»»
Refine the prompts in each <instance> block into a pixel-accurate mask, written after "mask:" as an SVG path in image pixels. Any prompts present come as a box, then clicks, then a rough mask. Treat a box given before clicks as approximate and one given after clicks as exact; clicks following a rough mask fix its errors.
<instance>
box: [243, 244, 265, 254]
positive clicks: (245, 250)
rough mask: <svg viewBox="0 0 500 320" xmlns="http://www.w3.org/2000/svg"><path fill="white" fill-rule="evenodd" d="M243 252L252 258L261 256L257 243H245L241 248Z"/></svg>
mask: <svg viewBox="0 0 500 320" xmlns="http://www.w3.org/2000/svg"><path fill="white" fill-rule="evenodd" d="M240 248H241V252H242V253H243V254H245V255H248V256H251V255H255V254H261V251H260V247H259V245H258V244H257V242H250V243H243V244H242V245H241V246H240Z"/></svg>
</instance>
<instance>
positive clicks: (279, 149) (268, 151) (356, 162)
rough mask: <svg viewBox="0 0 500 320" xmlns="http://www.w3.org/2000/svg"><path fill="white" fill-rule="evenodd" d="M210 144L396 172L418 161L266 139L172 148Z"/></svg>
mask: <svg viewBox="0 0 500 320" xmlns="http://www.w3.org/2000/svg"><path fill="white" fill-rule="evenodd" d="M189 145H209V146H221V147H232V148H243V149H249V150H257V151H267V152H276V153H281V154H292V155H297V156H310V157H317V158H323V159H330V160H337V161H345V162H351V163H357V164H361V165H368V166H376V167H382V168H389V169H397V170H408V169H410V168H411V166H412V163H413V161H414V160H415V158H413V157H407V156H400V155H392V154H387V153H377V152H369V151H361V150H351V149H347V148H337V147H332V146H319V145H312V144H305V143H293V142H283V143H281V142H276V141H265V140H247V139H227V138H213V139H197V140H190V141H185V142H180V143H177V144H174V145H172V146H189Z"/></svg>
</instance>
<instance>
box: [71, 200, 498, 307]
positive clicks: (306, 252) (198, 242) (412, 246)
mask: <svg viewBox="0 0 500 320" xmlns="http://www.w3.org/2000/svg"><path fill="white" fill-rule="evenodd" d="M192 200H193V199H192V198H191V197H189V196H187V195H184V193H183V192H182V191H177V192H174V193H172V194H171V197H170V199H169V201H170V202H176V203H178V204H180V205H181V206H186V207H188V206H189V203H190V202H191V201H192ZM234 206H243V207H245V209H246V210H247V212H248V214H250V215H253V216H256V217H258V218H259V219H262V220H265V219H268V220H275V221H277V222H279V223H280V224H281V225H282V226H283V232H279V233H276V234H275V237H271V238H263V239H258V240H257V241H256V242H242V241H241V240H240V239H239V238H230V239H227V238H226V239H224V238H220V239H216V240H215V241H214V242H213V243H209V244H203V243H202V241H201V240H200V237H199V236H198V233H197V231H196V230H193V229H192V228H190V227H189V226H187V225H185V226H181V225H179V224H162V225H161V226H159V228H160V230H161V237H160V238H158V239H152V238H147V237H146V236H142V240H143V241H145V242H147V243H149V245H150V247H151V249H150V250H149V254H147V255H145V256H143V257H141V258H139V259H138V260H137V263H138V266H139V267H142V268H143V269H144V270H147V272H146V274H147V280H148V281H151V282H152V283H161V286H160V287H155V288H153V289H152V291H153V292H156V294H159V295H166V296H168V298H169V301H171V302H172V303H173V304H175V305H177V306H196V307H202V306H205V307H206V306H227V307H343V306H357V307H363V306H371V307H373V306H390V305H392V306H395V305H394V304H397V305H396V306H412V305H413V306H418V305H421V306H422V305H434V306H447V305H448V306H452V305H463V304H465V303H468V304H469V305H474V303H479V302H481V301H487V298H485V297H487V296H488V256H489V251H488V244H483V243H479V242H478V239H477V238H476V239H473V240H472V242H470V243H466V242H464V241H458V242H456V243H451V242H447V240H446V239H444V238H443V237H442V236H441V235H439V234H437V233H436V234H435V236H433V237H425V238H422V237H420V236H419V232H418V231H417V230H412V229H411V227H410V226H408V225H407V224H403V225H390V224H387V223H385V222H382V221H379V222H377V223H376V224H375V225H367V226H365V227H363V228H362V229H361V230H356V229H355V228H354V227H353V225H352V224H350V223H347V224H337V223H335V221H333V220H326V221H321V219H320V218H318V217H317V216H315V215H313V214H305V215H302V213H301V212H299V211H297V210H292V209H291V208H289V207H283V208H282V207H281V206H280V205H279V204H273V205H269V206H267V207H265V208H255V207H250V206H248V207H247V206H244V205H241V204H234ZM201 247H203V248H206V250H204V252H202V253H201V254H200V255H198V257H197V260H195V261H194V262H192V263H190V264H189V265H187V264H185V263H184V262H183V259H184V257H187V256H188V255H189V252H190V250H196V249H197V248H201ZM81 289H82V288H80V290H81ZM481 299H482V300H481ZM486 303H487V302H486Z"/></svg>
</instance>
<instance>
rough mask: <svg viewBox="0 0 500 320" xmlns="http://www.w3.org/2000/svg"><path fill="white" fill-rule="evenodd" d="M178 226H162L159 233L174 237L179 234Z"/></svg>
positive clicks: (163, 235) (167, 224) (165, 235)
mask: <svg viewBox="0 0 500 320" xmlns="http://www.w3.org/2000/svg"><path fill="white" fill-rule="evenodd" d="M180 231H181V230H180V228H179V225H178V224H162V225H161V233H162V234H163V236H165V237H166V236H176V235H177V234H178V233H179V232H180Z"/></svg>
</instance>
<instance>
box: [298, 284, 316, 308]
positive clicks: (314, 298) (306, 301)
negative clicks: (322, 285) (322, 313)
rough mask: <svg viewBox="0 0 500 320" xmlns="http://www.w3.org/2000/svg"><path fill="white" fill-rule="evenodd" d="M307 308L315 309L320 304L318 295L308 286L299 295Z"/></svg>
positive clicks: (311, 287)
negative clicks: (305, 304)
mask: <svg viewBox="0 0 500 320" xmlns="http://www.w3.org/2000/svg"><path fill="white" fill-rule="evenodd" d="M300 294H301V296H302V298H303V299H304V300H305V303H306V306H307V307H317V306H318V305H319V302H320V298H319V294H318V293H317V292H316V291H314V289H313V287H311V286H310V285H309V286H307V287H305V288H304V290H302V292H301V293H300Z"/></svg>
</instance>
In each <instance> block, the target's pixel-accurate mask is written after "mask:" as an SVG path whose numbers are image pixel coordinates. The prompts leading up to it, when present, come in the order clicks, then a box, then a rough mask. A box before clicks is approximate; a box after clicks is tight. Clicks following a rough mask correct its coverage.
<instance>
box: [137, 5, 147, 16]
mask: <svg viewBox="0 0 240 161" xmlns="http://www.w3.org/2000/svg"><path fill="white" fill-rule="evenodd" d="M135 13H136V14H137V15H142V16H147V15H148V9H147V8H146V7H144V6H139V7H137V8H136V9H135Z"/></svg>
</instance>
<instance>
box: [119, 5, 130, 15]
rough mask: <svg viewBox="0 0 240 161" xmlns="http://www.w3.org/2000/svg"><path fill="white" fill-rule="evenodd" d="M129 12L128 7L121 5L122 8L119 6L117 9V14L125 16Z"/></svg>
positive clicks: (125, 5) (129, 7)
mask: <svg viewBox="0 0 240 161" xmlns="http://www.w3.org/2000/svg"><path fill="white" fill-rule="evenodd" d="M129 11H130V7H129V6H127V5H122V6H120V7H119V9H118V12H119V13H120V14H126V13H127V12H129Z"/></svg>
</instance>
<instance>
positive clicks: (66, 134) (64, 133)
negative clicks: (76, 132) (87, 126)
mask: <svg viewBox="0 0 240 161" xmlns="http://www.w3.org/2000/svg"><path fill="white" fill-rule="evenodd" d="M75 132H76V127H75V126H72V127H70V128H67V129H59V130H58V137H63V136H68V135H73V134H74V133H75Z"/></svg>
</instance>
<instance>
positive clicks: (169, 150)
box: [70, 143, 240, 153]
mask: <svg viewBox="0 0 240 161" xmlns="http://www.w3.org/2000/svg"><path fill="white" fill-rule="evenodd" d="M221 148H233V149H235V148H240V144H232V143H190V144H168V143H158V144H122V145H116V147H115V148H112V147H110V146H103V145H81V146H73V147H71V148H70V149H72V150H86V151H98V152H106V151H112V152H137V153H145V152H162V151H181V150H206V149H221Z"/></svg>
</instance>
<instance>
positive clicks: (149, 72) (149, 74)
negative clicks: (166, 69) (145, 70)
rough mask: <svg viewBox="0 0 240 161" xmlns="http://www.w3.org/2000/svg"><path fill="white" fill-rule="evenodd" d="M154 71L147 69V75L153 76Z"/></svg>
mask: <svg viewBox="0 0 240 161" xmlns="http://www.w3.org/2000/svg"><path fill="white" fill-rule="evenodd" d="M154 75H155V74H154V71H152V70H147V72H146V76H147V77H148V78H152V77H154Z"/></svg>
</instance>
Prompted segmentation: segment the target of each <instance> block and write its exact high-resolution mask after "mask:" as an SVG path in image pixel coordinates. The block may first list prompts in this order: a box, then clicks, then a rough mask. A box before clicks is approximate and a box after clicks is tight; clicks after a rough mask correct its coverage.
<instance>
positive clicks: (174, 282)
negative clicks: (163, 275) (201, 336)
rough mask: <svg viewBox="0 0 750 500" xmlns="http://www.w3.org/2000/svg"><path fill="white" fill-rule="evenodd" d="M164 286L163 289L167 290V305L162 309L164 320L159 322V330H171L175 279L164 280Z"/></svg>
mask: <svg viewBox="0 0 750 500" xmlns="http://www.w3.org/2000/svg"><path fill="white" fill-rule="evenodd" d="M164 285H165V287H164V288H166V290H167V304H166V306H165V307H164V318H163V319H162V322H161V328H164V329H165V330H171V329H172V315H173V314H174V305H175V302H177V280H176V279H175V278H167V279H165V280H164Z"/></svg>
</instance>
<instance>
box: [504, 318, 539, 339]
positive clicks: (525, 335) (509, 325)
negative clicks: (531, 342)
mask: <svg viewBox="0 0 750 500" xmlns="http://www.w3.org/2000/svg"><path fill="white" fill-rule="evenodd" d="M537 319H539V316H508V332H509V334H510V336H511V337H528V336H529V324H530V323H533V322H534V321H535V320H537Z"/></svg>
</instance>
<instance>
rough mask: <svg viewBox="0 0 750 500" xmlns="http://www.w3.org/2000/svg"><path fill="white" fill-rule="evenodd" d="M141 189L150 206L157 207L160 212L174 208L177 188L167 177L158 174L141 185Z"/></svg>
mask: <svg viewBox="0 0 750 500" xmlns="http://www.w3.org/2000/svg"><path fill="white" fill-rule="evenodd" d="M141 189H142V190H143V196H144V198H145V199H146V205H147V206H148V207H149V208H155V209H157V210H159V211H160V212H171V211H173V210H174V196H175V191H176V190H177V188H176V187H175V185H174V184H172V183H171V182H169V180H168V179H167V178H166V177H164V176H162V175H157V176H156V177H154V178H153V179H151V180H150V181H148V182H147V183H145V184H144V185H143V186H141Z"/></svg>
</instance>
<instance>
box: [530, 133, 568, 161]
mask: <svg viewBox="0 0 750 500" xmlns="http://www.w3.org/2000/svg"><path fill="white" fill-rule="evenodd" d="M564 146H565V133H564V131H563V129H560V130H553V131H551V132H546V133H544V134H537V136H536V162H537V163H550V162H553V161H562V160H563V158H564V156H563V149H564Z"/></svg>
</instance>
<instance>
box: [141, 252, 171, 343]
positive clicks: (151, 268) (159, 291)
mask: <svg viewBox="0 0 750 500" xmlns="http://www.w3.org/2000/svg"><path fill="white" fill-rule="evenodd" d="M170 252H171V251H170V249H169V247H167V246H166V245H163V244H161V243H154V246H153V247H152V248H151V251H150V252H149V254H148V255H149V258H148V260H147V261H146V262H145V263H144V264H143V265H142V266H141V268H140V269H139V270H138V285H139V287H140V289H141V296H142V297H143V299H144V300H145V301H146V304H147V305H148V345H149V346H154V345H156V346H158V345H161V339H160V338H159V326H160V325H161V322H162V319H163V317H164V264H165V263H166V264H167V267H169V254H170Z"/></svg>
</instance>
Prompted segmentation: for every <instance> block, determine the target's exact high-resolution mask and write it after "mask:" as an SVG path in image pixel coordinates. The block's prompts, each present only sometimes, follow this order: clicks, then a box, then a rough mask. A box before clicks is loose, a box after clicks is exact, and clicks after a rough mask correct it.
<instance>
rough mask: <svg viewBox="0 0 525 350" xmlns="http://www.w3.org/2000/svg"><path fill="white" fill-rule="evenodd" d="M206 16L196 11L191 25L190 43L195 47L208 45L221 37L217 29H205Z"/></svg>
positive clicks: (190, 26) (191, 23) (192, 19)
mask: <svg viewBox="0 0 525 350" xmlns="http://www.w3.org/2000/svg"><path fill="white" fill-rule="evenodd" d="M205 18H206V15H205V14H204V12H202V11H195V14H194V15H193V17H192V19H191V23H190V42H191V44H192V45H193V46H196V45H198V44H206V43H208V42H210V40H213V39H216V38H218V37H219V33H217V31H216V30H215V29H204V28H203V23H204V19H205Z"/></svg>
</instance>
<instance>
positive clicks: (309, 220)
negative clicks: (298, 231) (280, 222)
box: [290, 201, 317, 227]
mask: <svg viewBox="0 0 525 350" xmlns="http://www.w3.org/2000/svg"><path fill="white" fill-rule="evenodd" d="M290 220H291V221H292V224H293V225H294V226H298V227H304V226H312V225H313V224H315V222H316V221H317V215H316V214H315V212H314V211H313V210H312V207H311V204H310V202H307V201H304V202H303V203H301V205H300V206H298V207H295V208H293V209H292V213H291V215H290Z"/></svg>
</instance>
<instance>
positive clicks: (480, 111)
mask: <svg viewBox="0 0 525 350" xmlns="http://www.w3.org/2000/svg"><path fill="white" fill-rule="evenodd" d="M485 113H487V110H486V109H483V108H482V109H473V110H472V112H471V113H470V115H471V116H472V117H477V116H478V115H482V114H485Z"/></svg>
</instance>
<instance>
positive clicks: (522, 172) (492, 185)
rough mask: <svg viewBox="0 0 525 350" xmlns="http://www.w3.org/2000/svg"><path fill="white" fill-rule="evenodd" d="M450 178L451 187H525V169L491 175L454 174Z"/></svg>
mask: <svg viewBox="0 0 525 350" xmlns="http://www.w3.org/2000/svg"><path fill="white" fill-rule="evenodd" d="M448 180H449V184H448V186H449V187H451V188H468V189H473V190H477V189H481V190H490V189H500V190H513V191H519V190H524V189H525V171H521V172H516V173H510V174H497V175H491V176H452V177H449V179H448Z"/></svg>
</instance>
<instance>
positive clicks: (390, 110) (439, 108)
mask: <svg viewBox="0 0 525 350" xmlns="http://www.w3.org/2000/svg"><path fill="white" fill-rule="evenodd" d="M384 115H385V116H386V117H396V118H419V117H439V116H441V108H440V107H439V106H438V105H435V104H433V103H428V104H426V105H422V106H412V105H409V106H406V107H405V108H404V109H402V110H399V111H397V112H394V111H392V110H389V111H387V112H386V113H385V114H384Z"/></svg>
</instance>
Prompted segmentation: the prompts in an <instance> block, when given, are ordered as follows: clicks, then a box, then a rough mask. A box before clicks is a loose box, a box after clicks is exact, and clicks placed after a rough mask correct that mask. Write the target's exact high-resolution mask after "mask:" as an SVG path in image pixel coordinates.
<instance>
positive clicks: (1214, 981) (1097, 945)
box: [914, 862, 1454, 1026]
««
▶ Problem description:
Put everything from the start of the data down to the line containing "box: [243, 244, 265, 254]", both ends included, into a Markdown table with columns named Row and Text. Number each line and leave out blank lines.

▶ Exercise solution:
| Row | Text |
|---|---|
| 1 | Refine the prompts in each <instance> block into a pixel-accurate mask, written after "mask:" as an SVG path in image pixels. Any prompts present come as a box, then clicks, then a rough mask. Treat a box given before clicks as approximate and one given after clicks as exact; clicks following a rough mask fix its errors. |
| 2 | <instance> |
| 3 | box: [243, 244, 265, 254] |